» Directions: Print every one of the rows below word for word, with no changes.

» Provided data:
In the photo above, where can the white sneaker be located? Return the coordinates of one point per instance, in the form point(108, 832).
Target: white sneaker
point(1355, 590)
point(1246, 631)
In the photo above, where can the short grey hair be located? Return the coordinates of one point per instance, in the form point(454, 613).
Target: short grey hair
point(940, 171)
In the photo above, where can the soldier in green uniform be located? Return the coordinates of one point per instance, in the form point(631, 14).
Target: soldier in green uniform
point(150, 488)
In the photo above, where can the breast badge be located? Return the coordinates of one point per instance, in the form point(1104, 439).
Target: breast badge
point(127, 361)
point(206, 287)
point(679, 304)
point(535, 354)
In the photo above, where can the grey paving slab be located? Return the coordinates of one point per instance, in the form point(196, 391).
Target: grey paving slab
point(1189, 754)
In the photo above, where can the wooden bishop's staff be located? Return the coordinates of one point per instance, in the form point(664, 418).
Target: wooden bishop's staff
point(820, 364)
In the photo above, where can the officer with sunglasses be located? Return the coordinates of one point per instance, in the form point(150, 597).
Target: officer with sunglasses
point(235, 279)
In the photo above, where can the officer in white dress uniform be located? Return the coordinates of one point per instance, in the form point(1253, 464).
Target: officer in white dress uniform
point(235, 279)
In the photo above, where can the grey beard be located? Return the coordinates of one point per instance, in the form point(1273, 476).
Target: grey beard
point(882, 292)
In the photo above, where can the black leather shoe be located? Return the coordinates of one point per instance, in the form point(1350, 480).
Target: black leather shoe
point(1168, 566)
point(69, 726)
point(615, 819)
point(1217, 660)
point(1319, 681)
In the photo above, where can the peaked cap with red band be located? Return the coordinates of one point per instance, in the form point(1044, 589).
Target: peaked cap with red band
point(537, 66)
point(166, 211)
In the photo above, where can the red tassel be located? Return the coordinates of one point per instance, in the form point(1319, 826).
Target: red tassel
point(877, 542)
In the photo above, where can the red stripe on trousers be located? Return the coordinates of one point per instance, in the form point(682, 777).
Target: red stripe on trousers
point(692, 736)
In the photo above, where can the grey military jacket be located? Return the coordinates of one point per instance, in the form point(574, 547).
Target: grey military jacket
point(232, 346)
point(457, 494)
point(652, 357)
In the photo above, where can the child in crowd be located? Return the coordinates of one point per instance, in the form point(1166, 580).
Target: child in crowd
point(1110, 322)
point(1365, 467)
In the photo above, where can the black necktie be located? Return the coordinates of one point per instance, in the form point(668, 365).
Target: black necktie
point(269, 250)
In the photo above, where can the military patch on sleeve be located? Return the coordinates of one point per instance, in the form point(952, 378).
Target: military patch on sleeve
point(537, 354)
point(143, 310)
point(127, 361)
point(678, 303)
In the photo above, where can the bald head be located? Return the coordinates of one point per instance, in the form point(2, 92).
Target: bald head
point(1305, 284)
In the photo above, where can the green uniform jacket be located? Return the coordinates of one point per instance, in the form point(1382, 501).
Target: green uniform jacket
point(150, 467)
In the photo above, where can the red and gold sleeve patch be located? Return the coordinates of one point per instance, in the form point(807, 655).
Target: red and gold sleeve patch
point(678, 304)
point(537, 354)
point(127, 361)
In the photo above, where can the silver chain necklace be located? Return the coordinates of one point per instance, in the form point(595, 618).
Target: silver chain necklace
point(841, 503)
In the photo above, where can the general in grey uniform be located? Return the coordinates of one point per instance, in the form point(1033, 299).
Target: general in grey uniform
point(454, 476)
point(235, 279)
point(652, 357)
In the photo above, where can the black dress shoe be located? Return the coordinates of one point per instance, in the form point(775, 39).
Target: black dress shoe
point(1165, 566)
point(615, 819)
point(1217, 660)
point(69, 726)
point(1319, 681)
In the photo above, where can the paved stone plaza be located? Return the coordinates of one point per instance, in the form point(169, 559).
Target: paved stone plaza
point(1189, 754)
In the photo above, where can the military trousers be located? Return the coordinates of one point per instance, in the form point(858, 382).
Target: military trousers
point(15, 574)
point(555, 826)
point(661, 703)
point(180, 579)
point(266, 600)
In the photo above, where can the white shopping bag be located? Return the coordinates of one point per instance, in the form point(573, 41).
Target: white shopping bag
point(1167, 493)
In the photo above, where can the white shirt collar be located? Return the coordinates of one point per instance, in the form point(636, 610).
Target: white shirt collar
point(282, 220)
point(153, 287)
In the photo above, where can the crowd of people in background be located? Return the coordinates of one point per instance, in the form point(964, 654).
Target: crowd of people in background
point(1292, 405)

» Expected answer:
In the photo above, where can the white sneaker be located? Return the coordinates of one point per instance, in the form point(108, 832).
Target: white sneaker
point(1355, 590)
point(1246, 631)
In the photo above, where can the short grey hair be located? Return the coordinates of one point per instance, in the form point(454, 613).
Target: short grey hair
point(940, 171)
In the photo above, where can the soldier in green uniform be located? Return the coordinates of one point per instance, in the form point(631, 14).
Target: soldier in green uniform
point(150, 488)
In the photo above, where can the breast badge be located? Return the coordinates of one point per instance, in the form point(1104, 439).
Target: breast badge
point(127, 361)
point(206, 287)
point(679, 304)
point(535, 354)
In the photo above, where can the grey paving slab be located? Return the coordinates of one point per instance, in the form point(196, 391).
Target: grey paving slab
point(1189, 754)
In the photo above, where can the wooden bishop's staff be located? Return the coordinates of one point per instance, in the form point(664, 418).
Target: wooden bishop's staff
point(820, 364)
In the photo above, where can the officer with sunglasses be located? Return the coordinates of one point per instance, in the form point(150, 597).
Target: officer with sunglasses
point(235, 279)
In the photo above, where can the officer in white dress uniform be located? Return the coordinates of one point per instance, in the form point(1253, 464).
Target: officer in white dress uniform
point(235, 279)
In the photo above, where can the grey beard be located? Return the coordinates of one point per instance, in the form point(1273, 476).
Target: grey beard
point(882, 292)
In the photo above, where can the black leather shoe be located? Return the coordinates of one point per instance, in the form point(1350, 480).
Target: black leather shoe
point(1168, 566)
point(69, 726)
point(615, 819)
point(1217, 660)
point(1319, 681)
In the photo above, where can the peaked cap with red band be located? Return the coordinates of one point per instance, in the form point(1044, 589).
Target: peaked cap with red band
point(537, 66)
point(166, 211)
In the photo above, where can the red tassel be located? Return the coordinates of one point per instance, in the form point(1319, 826).
Target: red tassel
point(877, 542)
In the photo above, where can the red stripe on trousers be located? Return the coordinates of one point per instance, in the form point(682, 777).
Target: red stripe on trousers
point(692, 736)
In the photo above, where can the grey military jacket be located? Return the coordinates of one point per instance, in the form point(574, 547).
Target: grey military jacket
point(232, 346)
point(457, 494)
point(652, 357)
In the photo above, where can the child in crowd be located? Return the coordinates of one point per instance, in the form point(1166, 580).
Target: child in crowd
point(1110, 322)
point(1365, 467)
In the photo above, where can the black necktie be located? Return the coordinates of one point per instance, in the form point(668, 365).
Target: black necktie
point(269, 250)
In the photo above, where can the military patch on sleeve be located? Return the coordinates of one point per instance, in the form point(952, 378).
Target: military patch on sleeve
point(537, 354)
point(143, 310)
point(127, 361)
point(678, 303)
In the photo above, where can the bald head be located? Return the coordinates of one point per instance, in the form point(2, 92).
Target: bald head
point(1305, 284)
In the photo above, where can the green uniform jacket be located? Return the coordinates of one point per instance, in the form point(1382, 501).
Target: green uniform jacket
point(150, 467)
In the photo above, where can the red and gold sleeve patch be located? Return the coordinates of one point per instance, in the form point(807, 655).
Target: red and gold sleeve patch
point(678, 304)
point(537, 354)
point(127, 361)
In the photo above, where can the silver chain necklace be located? Return the coordinates of one point per instance, in the form point(595, 618).
Target: silver chain necklace
point(841, 503)
In the photo above, where can the general in grey uniform be located? Return the coordinates of one point per instance, in the form point(1033, 299).
Target: general in grey uniform
point(454, 476)
point(235, 279)
point(652, 357)
In the photo above, where can the black dress shoe be located? Return the coordinates of one point per instance, in the form point(775, 39).
Target: black dress shoe
point(1165, 566)
point(615, 819)
point(1217, 660)
point(69, 726)
point(1319, 681)
In the photo above, where can the paved stone plaza be located? Return the coordinates of one point per instance, in the form point(169, 559).
Target: paved stone plaza
point(1189, 754)
In the photo above, where can the military trousers be located? Return the coordinates of one point per instance, in the form point(858, 382).
Target: military trousers
point(15, 574)
point(555, 826)
point(661, 703)
point(180, 579)
point(266, 600)
In the photo above, where can the white shopping bag be located? Return the coordinates of one point per instance, in the form point(573, 41).
Target: white shopping bag
point(1167, 493)
In the photo above, where can the white shirt collar be located? Return the coordinates of one point per instance, in the form point(636, 610).
Target: white shirt collar
point(282, 220)
point(153, 287)
In the photo above, where can the crowd of people in background be located? Return the coordinates of one point per instance, in the form point(964, 654).
Target: crowd of people in background
point(1292, 405)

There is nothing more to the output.